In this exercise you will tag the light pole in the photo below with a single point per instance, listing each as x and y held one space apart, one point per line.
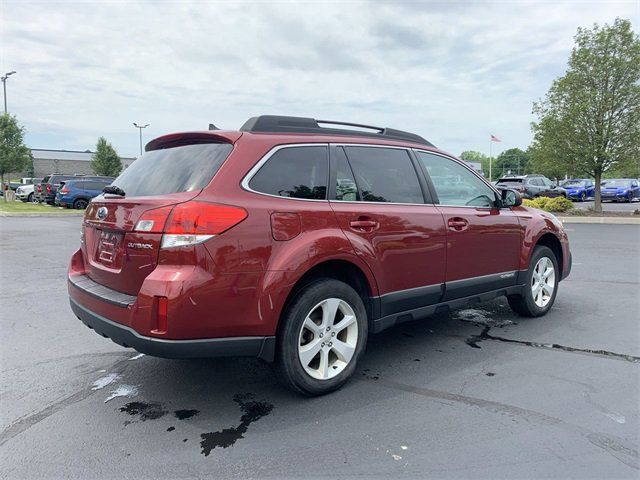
4 87
140 127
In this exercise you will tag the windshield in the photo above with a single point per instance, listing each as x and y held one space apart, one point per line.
173 170
616 183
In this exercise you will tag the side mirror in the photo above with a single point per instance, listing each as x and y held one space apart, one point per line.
511 198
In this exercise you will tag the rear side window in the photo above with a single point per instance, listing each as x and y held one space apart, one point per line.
385 175
172 170
294 172
95 185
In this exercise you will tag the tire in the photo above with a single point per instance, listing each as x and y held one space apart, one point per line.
304 324
526 304
80 204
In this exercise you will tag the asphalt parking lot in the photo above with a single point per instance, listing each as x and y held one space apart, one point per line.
610 206
445 397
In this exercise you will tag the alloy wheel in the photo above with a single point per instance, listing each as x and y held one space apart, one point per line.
328 338
543 282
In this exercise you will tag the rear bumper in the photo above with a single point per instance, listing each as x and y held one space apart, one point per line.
261 347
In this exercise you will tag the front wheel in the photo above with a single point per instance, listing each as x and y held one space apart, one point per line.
322 335
541 287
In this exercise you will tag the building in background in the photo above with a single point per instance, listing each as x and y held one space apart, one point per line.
46 162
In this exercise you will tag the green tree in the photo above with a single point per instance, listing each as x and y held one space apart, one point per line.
14 155
472 156
589 121
513 160
106 160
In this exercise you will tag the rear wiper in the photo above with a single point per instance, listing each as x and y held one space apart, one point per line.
113 189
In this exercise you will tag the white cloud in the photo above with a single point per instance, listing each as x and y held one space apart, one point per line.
452 71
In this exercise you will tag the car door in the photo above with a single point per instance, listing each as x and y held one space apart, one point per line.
379 201
483 241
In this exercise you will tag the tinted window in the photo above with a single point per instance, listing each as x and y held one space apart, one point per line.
346 188
509 180
95 185
385 175
294 172
173 170
454 184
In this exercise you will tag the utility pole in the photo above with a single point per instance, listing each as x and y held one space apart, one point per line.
140 127
4 87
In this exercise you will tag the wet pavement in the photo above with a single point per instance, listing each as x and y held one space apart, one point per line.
479 392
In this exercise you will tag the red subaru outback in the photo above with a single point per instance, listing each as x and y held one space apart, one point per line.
293 239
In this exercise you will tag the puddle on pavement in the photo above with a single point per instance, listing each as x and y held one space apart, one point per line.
252 411
144 411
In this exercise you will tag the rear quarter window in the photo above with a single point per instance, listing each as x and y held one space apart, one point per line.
294 172
173 170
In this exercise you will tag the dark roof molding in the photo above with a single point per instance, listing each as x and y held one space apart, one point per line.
284 124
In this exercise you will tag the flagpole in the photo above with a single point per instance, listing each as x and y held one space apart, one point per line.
490 160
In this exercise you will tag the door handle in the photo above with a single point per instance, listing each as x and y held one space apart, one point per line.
364 224
458 224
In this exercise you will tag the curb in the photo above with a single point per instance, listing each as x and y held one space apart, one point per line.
602 220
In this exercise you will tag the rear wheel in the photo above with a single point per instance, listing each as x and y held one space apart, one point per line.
322 336
80 204
541 287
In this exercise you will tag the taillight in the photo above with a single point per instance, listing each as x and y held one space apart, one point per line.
152 221
190 223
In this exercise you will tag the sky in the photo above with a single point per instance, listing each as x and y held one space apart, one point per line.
454 72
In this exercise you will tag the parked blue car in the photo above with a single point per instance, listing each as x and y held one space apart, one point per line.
579 189
620 189
78 193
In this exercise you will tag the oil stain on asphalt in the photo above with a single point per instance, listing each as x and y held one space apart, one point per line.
252 411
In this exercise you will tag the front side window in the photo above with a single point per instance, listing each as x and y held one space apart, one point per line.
385 175
454 184
294 172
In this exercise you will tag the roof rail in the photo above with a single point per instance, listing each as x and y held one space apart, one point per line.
284 124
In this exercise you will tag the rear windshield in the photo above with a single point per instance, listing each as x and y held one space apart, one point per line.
510 180
173 170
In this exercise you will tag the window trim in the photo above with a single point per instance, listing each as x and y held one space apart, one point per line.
244 184
434 193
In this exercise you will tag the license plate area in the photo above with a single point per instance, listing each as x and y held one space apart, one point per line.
108 249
-------
* **AIM OF THE EXERCISE**:
Starting with the line that contains "In this exercise you will tag the window" and going on through the end of the records, write out every line again, requests included. Multiply each point coordinate in the answers by 2.35 and round it to a whole number, with halves rounding up.

* **ANSWER FOR THIS EXERCISE**:
In this exercise you will tag the window trim in the photo above with a single point per instance, listing each as x and y held one space apart, one point per line.
573 432
1020 454
In this exercise you will tag the license plate area in the photo above with a single point per instance, listing each as x and y held one space apart, one point per line.
254 585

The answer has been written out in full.